Directions for this task: Show every line of the data below that contains the string "negative".

Stored data

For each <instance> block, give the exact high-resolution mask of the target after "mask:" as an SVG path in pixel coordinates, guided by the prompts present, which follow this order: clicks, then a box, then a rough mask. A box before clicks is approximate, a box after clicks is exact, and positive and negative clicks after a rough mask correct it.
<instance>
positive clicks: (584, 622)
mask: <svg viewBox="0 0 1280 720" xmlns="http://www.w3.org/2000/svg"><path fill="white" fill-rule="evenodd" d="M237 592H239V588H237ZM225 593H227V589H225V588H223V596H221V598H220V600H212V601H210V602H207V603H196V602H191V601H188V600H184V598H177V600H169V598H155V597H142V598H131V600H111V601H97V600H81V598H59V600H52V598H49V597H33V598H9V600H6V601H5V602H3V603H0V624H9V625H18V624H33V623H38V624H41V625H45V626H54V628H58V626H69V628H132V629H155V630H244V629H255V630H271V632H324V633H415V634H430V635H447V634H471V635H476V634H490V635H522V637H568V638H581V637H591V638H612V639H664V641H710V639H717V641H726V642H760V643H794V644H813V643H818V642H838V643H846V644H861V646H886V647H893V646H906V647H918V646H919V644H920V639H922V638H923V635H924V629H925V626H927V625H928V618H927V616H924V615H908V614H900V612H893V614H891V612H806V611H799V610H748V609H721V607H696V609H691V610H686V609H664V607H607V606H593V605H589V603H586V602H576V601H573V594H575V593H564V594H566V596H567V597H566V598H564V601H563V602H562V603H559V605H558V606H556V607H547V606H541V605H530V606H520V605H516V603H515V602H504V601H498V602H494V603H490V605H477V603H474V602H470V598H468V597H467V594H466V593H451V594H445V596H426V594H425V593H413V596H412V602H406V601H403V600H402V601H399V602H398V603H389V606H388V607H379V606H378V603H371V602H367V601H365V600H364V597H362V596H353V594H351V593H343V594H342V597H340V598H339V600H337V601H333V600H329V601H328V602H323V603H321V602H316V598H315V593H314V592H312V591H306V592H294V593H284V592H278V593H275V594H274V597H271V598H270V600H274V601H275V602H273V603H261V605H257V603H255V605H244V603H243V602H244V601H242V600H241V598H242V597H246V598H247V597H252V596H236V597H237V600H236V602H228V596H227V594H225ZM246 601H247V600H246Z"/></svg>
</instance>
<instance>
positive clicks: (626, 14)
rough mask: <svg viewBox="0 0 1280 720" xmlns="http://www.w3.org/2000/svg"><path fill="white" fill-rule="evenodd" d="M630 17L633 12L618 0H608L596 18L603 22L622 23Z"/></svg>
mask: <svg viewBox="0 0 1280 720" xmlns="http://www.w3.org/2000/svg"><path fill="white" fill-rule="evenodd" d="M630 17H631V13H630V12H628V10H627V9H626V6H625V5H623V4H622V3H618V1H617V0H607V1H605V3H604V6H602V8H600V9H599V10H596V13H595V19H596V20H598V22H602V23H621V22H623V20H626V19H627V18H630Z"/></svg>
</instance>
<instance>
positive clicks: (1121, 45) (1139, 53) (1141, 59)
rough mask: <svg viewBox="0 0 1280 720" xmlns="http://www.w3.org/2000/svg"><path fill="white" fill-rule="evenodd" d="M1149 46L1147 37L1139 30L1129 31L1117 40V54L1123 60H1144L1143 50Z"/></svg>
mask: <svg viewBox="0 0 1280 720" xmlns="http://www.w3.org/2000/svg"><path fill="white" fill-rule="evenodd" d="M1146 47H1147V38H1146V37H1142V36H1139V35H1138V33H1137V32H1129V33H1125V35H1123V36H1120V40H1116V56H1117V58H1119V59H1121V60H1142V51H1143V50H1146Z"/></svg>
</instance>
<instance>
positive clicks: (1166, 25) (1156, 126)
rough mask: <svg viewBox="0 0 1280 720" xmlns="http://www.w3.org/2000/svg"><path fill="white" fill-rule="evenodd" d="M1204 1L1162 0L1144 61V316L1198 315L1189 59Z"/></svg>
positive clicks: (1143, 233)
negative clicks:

Answer for this exercise:
For each <instance> block, give the exact high-resolution mask of the target after "mask:" as an SVG path in pixel coordinates, guided by the prompts present, which follow this order: clicks, then a box, then a rough mask. A box before clicks is approximate, a box after clicks is exact, and positive and negative clicks after a rough mask correct it.
negative clicks:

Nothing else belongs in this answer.